Pete asked a simple and reasonable question. There was no reason to be rude to him.


----------



## Smitty37 (Jul 13, 2014)

sbell111 said:


> Pete asked a simple and reasonable question. There was no reason to be rude to him.



If you mean my post Steve, I was not being rude, just stating some facts...


----------



## Curly (Jul 13, 2014)

Smitty. Here is a picture (hopefully) of the label that we fill out and stick on the packages we send. I have used them on parcels to the US, Ireland, Australia, South Africa, Singapore and maybe a few more I've forgotten.  

PS. I wasn't offended.


----------



## Smitty37 (Jul 14, 2014)

Curly said:


> Smitty. Here is a picture (hopefully) of the label that we fill out and stick on the packages we send. I have used them on parcels to the US, Ireland, Australia, South Africa, Singapore and maybe a few more I've forgotten.
> 
> 
> 
> View attachment 119108


Note that none of the countries you mentioned are a) Middle Eastern Countries or b) Muslim Countries.

I use a similar form to a lot of places. From the USA that can be used only for items weighing 4 pounds or less, fit in a small flat rate box and are valued at less than $400.00 (USD). Beyond any of those limits there is another form that must be provided in Triplicat with a 4th copy inside the package.

## Entries provided

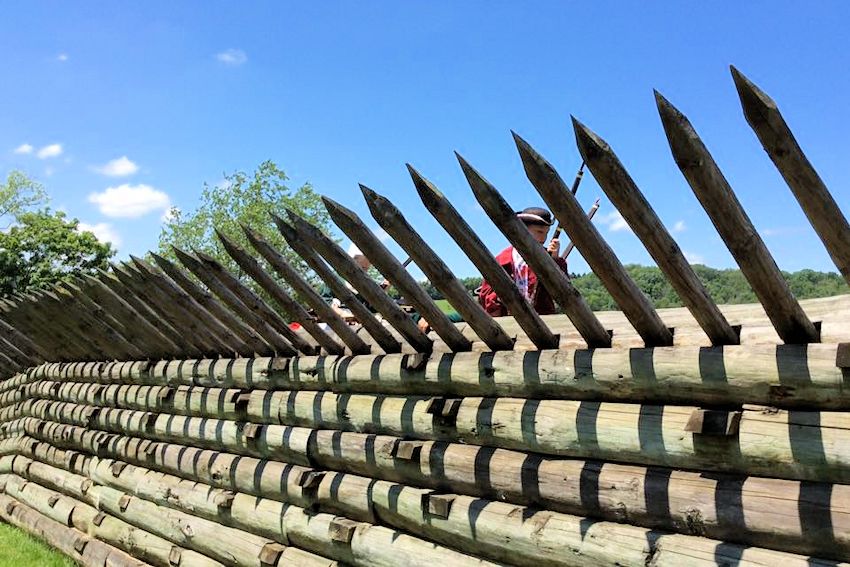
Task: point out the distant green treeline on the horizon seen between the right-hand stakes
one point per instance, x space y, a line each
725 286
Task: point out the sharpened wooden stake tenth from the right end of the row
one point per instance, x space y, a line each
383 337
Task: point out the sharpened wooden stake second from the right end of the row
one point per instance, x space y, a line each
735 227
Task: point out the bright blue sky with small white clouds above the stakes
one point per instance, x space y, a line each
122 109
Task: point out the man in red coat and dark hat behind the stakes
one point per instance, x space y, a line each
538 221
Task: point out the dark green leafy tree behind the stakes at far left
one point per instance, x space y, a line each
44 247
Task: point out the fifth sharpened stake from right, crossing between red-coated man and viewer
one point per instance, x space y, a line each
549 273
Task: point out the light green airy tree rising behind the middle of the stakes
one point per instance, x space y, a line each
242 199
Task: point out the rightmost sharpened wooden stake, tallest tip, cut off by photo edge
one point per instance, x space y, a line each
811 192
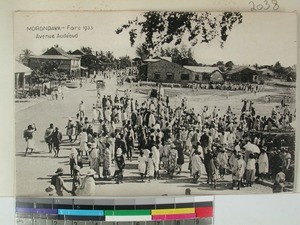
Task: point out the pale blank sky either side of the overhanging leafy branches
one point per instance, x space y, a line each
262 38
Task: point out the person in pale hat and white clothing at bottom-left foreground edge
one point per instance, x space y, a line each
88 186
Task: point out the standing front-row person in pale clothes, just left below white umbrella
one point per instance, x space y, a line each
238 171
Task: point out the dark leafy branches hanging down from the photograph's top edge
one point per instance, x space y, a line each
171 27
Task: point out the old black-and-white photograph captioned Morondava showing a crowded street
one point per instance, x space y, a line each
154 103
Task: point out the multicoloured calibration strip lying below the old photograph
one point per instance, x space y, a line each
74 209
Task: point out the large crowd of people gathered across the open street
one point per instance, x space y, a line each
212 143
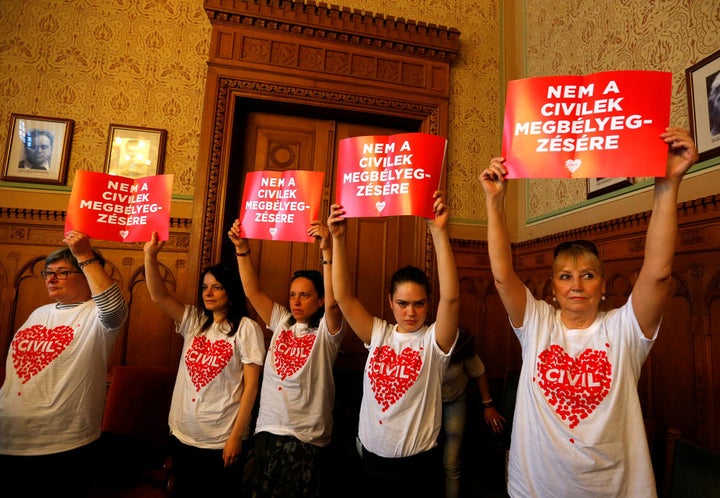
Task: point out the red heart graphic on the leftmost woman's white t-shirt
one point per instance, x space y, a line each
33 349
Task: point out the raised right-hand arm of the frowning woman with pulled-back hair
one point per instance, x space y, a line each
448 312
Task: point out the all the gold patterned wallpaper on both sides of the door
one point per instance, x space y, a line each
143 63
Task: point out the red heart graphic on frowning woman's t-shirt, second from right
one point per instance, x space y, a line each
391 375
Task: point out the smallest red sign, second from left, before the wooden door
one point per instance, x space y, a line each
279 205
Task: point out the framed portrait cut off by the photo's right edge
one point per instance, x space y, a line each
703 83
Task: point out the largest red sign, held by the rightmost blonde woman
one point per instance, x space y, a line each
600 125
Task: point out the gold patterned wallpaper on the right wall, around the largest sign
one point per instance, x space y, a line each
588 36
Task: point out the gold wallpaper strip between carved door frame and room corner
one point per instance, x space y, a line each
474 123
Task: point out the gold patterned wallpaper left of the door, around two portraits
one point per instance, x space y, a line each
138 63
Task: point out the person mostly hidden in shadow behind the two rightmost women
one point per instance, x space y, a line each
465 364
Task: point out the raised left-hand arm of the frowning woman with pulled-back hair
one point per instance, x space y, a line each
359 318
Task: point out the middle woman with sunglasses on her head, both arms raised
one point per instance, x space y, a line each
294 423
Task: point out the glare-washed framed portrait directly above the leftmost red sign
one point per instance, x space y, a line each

## Work to complete
• 1. Retype the forum thread word for word between "## Curly (Jul" and "(Jul 14, 2014)", inclusive.
• 2. In the forum thread, what is the weight limit for items sent from the USA with the similar form Smitty37 uses?
The records are separate material, not part of the forum thread.

## Response list
• 1.
## Curly (Jul 13, 2014)

Smitty. Here is a picture (hopefully) of the label that we fill out and stick on the packages we send. I have used them on parcels to the US, Ireland, Australia, South Africa, Singapore and maybe a few more I've forgotten.  

PS. I wasn't offended.


----------



## Smitty37 (Jul 14, 2014)

• 2. 4 pounds or less.